The input.
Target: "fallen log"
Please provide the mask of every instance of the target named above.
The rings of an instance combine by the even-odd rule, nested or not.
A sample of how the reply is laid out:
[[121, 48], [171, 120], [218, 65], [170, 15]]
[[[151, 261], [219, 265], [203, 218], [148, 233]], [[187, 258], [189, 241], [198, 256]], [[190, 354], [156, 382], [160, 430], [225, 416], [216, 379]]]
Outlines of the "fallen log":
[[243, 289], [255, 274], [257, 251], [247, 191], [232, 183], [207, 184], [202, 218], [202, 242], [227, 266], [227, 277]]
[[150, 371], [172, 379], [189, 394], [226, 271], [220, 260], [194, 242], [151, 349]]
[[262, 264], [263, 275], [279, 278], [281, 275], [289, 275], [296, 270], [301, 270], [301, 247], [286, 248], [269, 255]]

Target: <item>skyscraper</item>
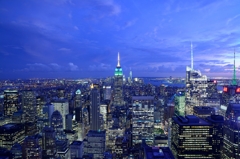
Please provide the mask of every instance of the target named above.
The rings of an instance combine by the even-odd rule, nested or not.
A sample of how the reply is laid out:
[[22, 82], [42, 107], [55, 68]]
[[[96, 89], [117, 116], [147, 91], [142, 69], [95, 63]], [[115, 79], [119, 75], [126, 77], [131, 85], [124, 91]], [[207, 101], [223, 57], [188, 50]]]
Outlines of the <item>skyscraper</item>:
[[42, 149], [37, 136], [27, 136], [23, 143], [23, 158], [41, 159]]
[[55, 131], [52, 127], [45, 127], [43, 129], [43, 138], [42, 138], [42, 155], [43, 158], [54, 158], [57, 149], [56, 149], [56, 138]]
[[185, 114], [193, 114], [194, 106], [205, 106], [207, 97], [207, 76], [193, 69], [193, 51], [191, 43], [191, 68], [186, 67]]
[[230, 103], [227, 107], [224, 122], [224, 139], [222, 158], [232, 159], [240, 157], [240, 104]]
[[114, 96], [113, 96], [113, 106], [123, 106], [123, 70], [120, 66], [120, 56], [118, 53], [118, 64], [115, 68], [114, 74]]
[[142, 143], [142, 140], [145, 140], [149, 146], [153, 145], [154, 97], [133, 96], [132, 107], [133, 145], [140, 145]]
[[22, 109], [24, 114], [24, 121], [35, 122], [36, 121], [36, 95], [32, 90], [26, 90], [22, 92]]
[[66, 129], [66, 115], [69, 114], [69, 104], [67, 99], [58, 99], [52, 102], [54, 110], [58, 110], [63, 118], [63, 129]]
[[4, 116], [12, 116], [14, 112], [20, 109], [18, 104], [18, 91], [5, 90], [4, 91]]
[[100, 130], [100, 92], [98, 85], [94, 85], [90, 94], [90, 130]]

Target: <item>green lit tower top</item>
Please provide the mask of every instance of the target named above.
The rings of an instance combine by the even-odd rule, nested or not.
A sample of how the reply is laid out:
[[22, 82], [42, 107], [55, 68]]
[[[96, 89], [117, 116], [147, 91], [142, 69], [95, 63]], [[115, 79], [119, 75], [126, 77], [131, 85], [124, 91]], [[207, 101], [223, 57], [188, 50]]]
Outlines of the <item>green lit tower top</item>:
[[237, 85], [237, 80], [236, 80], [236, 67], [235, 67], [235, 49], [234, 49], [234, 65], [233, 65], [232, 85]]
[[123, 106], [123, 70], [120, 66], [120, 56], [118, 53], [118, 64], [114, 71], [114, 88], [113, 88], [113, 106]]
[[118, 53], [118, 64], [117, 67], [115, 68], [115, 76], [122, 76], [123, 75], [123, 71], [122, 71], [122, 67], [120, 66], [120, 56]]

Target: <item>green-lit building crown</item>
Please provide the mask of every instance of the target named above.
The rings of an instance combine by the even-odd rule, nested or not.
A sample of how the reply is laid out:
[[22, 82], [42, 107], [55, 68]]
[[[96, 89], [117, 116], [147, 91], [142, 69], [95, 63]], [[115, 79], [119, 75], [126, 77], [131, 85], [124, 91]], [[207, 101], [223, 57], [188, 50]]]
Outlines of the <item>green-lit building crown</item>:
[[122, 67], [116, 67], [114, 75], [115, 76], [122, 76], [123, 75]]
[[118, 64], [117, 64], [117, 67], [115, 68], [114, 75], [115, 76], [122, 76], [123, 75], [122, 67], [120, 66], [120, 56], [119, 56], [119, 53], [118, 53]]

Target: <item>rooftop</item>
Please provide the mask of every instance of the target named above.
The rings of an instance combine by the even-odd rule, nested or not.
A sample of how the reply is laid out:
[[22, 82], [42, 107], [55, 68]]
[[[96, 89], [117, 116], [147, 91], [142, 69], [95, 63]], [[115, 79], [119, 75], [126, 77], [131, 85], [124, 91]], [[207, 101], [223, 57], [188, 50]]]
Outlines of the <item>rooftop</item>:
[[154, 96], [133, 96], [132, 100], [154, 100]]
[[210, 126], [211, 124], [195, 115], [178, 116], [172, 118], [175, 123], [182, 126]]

Set problem.
Write out the material between the lines holding "Target: <item>green-lit building crown</item>" and "53], [118, 53]]", inclusive, swapping "mask" for "outline" and leaving everything else unchanged.

Output for this exercise.
Target: <item>green-lit building crown</item>
Please provide the outline of every instance of the target named above.
The rings of an instance combine by the even-odd rule, nested or not.
A sample of how the reply is laid out:
[[22, 82], [42, 107], [55, 68]]
[[[96, 89], [117, 116], [147, 91], [142, 69], [95, 63]], [[115, 79], [119, 75], [126, 77], [131, 85], [124, 91]], [[207, 101], [223, 57], [188, 50]]]
Outlines of the <item>green-lit building crown</item>:
[[122, 67], [116, 67], [114, 75], [115, 76], [122, 76], [123, 75]]
[[118, 64], [117, 64], [117, 67], [115, 68], [114, 75], [115, 76], [122, 76], [123, 75], [122, 67], [120, 66], [120, 56], [119, 56], [119, 53], [118, 53]]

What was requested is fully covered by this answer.